Resume en dos oraciones el texto sobre París.
**** Texto original ****
Amor y odio
La culpa, en primer lugar, la tenía su belleza. Sus luces de amanecer avistadas al cruzar el Sena al final de una noche de borrachera
He odiado París. Sus taxistas reaccionarios, los camareros huraños en sus cafés, su aire contaminado, sus caniches remolcando burguesas en los barrios del oeste de París. He odiado los Champs-Élysées, la avenida más vulgar del mundo. Me crie en los Pirineos franceses, llegué a los 20 años con zuecos embarrados y lleno de ira contra el mundo y la Ciudad de la Luz. Pero quería hacer cine. Y el cine era París. ¡París! Viví primero en el 14º arrondissement, cerca de la Gare Montparnasse, la estación que lleva hacia el suroeste. Cerca de la salida. Luego poco a poco, sin admitirlo, he odiado un poquito menos esta ciudad.
La culpa, en primer lugar, la tenía su belleza. Sus luces de amanecer avistadas al cruzar el Sena al final de una noche de borrachera. Sus techos de zinc. Sus entradas de metro. Montparnasse. El Museo Bourdelle. Modigliani. Un poco más lejos los innumerables cines del Barrio Latino. Luego me alejé de Montparnasse, abandoné el proyecto de volver al sur con fortuna hecha. No habría ni fortuna ni regreso. Dejé de hacer proyectos. Solté las amarras. Crucé el Sena para siempre. Me instalé en la parte superior de la Goutte d’Or, el barrio africano. Rive droite. Y empecé a amar esta ciudad. Un poco. Sin admitirlo. Crucé el bulevar Barbès hacia el oeste, para ir a Pigalle. Entre sex shops y tiendas de guitarra. Y allí, como en todas partes de París, había historia en cada esquina, aquí la casa de André Breton, aquí el taller de Toulouse-Lautrec, Van Gogh, Pissarro. Allá, la casa descrita en La Petite Bijou, de Modiano. Un poco más allá, la Place de Clichy, sus cines, la brasserie Wepler, donde fui a releer el principio del Voyage au bout de la nuit, que empieza en este lugar. ¡Qué cabrón este Céline, y qué escritor! Y empecé a amar esta ciudad. Seguí amando sus luces al amanecer y el color de sus techos de zinc, pero sobre todo, lo que más me conmovió fue su esencia, su ambiente, su tolerancia. Me gustaba andar anónimo entre la multitud. Me sentía bien. En mi casa. Yo, que siento que no soy de ninguna parte. Dividido entre varias identidades.Sin religión alguna.
París no te juzga. De Pigalle, subí a Montmartre, Picasso, Van Gogh, pisos amueblados, varios hoteles a discreción de las tormentas de la vida. Empecé a amar esta ciudad, mucho, empecé a rendirme, mis hijos nacieron aquí, crecieron aquí. Se esfumó mi odio por los Champs-Élysées y los caniches. Finalmente me mudé al 10º arrondissement, impulsado por las rentas caras de Montmartre. No muy lejos del canal Saint-Martin. “Atmosphère, atmosphère, est-ce que j’ai une gueule d’atmosphère ?” (ambiente, ambiente, ¿es que tengo una resaca de ambiente?), decía Arletty en Hôtel du Nord. Me gustaba tanto París que me reconcilié con mis orígenes, ya que París no los disuelve. No categoriza. Me enamoré de esta ciudad. Es mi ciudad. La ciudad de millones de personas, quienes como yo van elaborando sus trayectorias anónimas y efímeras en este hormiguero, independientemente de su país de origen, de su lengua, de su religión.
**** Datos ****
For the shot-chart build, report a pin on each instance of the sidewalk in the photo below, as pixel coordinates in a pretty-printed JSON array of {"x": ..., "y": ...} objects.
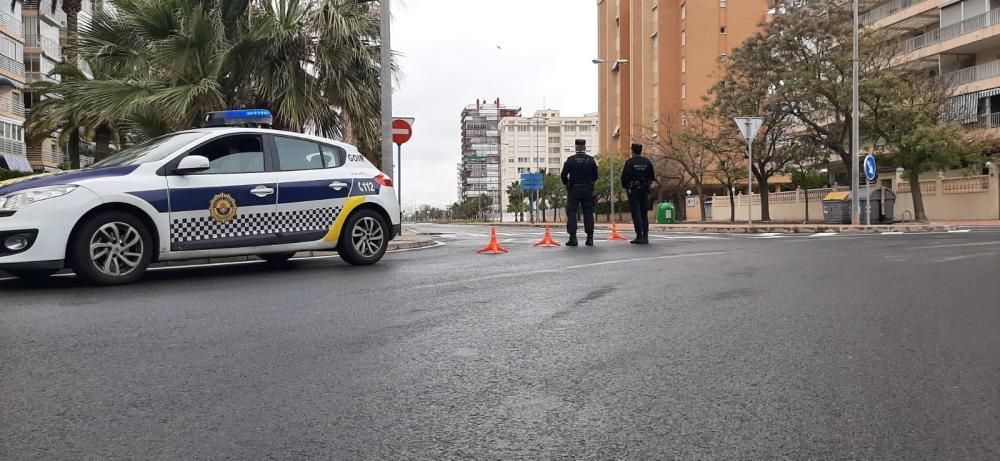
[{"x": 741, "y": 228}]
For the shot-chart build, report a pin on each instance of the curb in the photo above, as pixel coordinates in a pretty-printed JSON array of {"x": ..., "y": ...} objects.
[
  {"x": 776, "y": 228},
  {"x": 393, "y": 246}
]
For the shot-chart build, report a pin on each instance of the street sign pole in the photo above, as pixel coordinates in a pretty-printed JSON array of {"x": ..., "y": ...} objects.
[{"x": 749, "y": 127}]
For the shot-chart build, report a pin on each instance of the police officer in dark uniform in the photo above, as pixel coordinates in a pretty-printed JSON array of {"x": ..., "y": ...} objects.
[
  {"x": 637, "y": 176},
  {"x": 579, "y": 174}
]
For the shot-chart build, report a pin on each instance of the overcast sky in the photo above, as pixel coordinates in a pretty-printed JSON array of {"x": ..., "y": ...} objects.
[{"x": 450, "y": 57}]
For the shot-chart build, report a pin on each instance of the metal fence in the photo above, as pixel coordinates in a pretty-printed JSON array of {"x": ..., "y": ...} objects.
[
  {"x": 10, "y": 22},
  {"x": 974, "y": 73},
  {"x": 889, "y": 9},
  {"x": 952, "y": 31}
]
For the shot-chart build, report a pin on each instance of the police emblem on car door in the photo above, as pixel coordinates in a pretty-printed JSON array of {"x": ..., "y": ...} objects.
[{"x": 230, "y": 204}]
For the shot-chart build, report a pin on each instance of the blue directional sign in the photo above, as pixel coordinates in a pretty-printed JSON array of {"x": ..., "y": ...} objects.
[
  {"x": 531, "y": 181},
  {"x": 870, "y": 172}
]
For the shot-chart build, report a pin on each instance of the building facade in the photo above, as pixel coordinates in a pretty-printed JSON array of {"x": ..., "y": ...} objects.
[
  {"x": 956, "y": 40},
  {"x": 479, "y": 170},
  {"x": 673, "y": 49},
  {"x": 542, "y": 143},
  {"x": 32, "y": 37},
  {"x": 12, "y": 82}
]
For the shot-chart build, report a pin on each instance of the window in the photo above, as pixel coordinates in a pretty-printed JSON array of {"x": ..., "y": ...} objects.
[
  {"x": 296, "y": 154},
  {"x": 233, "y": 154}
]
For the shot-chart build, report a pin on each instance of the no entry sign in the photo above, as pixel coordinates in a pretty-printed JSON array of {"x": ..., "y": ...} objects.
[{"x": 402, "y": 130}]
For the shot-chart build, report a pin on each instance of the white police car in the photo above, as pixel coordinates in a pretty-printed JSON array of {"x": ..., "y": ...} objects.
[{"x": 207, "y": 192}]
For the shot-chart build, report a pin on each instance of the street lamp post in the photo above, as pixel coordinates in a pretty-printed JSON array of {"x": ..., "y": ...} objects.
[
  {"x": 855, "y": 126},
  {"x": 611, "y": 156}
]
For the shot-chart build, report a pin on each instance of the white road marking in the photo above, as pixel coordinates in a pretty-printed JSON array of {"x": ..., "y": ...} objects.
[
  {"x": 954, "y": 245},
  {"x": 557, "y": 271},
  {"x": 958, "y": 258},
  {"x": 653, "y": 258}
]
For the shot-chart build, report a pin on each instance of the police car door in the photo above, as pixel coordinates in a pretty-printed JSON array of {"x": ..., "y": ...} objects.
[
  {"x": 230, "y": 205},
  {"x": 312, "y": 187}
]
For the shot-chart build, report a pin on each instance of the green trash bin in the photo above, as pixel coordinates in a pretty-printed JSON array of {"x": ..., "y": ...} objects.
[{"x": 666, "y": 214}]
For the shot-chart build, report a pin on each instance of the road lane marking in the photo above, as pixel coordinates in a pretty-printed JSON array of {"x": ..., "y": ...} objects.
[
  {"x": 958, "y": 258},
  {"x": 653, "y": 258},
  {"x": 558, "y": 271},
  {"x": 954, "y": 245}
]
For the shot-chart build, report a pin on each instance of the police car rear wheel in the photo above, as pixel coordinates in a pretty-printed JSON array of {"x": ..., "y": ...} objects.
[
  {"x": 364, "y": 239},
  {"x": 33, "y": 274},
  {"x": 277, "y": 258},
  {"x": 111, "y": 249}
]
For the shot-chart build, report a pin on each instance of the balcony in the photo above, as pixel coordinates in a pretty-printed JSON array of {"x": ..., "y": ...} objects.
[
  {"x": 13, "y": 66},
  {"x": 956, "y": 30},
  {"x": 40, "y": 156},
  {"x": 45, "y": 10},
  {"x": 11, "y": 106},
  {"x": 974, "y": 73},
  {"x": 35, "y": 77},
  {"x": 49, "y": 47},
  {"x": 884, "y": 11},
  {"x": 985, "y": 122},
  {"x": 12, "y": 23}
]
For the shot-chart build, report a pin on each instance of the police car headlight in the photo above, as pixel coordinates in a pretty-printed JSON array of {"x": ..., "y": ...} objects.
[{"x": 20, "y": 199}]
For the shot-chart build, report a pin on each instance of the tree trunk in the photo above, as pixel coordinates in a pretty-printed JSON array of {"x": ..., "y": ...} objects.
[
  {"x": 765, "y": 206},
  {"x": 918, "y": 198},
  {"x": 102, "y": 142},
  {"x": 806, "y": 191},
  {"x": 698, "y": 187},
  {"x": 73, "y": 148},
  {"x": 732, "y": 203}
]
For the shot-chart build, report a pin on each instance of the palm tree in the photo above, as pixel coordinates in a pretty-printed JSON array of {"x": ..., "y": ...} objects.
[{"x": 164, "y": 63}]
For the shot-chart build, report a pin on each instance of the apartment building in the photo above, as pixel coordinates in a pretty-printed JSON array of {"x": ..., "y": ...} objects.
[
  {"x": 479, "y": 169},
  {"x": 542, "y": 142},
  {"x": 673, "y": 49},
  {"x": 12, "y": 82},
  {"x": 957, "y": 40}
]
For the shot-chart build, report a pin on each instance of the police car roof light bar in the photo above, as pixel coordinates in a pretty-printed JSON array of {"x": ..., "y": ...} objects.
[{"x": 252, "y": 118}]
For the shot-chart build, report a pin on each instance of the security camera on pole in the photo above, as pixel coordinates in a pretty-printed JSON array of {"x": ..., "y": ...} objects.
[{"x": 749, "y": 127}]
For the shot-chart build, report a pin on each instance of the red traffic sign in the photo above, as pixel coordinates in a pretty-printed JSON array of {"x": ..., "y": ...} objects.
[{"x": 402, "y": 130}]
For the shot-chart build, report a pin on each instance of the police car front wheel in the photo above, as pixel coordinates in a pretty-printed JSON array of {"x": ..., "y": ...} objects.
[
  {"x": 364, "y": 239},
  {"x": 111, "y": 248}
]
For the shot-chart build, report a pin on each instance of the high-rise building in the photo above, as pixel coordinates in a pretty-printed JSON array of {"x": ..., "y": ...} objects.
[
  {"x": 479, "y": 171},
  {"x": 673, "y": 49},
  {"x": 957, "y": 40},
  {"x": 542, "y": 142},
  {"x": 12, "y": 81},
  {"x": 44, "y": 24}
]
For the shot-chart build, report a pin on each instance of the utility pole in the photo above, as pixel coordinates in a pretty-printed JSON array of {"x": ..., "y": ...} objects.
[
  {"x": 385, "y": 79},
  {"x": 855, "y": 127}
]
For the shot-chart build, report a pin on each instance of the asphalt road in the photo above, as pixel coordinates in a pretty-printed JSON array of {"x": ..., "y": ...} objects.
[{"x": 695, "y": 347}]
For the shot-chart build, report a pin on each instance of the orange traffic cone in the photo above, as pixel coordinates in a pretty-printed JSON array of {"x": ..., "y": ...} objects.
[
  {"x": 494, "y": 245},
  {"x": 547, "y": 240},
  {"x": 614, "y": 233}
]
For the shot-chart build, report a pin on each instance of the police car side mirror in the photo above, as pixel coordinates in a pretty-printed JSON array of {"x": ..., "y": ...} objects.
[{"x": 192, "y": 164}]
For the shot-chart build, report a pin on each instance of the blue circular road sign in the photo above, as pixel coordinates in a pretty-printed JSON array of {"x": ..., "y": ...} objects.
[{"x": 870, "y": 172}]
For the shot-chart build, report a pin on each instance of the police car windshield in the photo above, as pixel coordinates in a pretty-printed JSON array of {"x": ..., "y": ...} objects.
****
* Respuesta
Quien narra llegó a París desde los Pirineos franceses a los 20 años para hacer cine, y al principio odiaba la ciudad, sus taxistas, sus camareros y los Champs-Élysées. Con los años vivió en Montparnasse, la Goutte d'Or, Pigalle, Montmartre y el 10º arrondissement, y empezó a amarla por su belleza, su historia, su ambiente y su tolerancia, hasta sentirla como su ciudad.